• Work required
Search the listing for the word "branch" and say how many lines have it, nothing besides.
——
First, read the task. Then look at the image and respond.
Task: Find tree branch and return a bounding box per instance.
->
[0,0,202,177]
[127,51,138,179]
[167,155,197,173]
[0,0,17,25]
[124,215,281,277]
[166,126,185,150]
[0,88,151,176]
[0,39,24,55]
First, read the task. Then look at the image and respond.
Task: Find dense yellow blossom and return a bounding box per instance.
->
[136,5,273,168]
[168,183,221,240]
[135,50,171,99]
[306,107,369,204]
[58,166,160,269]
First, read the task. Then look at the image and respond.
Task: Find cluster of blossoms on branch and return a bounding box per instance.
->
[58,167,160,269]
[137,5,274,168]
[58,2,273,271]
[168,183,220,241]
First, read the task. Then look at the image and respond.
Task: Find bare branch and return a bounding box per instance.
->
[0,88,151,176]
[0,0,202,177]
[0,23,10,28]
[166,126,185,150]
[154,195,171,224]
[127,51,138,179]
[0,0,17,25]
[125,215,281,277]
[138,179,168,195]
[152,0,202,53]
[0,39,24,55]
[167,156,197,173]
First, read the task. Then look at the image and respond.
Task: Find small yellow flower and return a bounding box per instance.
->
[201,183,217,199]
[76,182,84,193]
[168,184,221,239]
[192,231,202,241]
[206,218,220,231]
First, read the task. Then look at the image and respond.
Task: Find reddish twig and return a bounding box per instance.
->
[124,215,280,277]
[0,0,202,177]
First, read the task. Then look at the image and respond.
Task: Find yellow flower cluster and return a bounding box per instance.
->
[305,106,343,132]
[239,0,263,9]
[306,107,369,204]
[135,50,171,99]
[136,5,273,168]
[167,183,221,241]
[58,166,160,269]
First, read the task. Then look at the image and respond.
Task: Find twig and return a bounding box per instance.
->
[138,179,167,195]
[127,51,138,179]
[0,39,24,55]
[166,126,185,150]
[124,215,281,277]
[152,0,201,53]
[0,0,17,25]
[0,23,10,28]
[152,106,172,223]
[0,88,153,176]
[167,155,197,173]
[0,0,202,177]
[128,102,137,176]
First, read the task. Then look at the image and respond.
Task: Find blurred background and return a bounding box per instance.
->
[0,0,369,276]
——
• Answer section
3